Stored items:
[Start of Attachment]
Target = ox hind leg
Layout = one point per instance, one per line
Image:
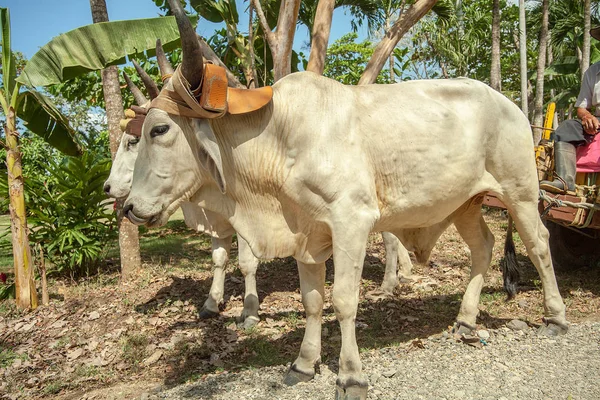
(395, 253)
(312, 286)
(248, 266)
(535, 236)
(220, 256)
(475, 232)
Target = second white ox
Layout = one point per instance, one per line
(323, 165)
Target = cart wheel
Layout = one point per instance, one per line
(571, 249)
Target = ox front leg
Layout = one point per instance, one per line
(348, 259)
(475, 232)
(312, 286)
(248, 266)
(220, 256)
(392, 249)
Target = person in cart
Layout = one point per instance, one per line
(574, 133)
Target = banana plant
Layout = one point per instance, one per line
(90, 48)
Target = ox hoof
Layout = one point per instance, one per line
(461, 328)
(379, 294)
(356, 392)
(247, 322)
(552, 328)
(207, 314)
(295, 376)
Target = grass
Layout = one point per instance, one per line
(8, 356)
(134, 349)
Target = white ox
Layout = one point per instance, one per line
(118, 186)
(323, 165)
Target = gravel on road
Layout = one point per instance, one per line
(504, 364)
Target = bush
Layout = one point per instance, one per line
(70, 217)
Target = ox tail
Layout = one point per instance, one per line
(509, 265)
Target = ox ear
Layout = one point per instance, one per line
(209, 154)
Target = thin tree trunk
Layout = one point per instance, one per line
[End of Attachment]
Exactly what appears in the records above must be returned, apart from the pictures.

■ RESPONSE BOX:
Target = ox hind leg
Layout = one point per instance, one per line
Image:
(395, 253)
(312, 286)
(248, 266)
(535, 236)
(220, 256)
(475, 232)
Target = second white ox
Layout = one point per instance, one per line
(323, 165)
Target = cart wheel
Layout = one point per instance, one per line
(571, 249)
Target = ox front leg
Layout = one point per instance, one per line
(348, 259)
(475, 232)
(312, 286)
(248, 266)
(220, 256)
(392, 249)
Target = person in cart
Layout = one point per instance, one per line
(574, 133)
Target = banana plant
Layout = one point per instance, one per line
(90, 48)
Target = ox hoof
Layout = one point per instance, one per line
(461, 328)
(379, 294)
(356, 392)
(247, 322)
(552, 328)
(207, 314)
(295, 376)
Target = grass
Layout = one point per instance, one per line
(8, 356)
(134, 349)
Target = white ox
Layout = one point per instance, one per line
(118, 186)
(323, 165)
Target = gravel on road
Layout = one point per instance, one per line
(504, 364)
Target = bush
Layout = one point per instance, one per line
(70, 217)
Target = ox tail
Layout = one point per instance, one per line
(509, 265)
Target = ox ear
Layout = one point per instance, one per line
(209, 154)
Target = thin tree trunk
Layout = one point per instance, one per line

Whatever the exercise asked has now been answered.